- [Task statement]: A word-for-word restatement of every entry is what is needed here.

[Referring expression pointing data]
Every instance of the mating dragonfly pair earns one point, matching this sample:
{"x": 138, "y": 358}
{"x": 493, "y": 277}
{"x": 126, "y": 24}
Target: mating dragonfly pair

- [Written solution]:
Every instance of the mating dragonfly pair earns one point, matching this sample:
{"x": 138, "y": 358}
{"x": 493, "y": 277}
{"x": 126, "y": 24}
Target: mating dragonfly pair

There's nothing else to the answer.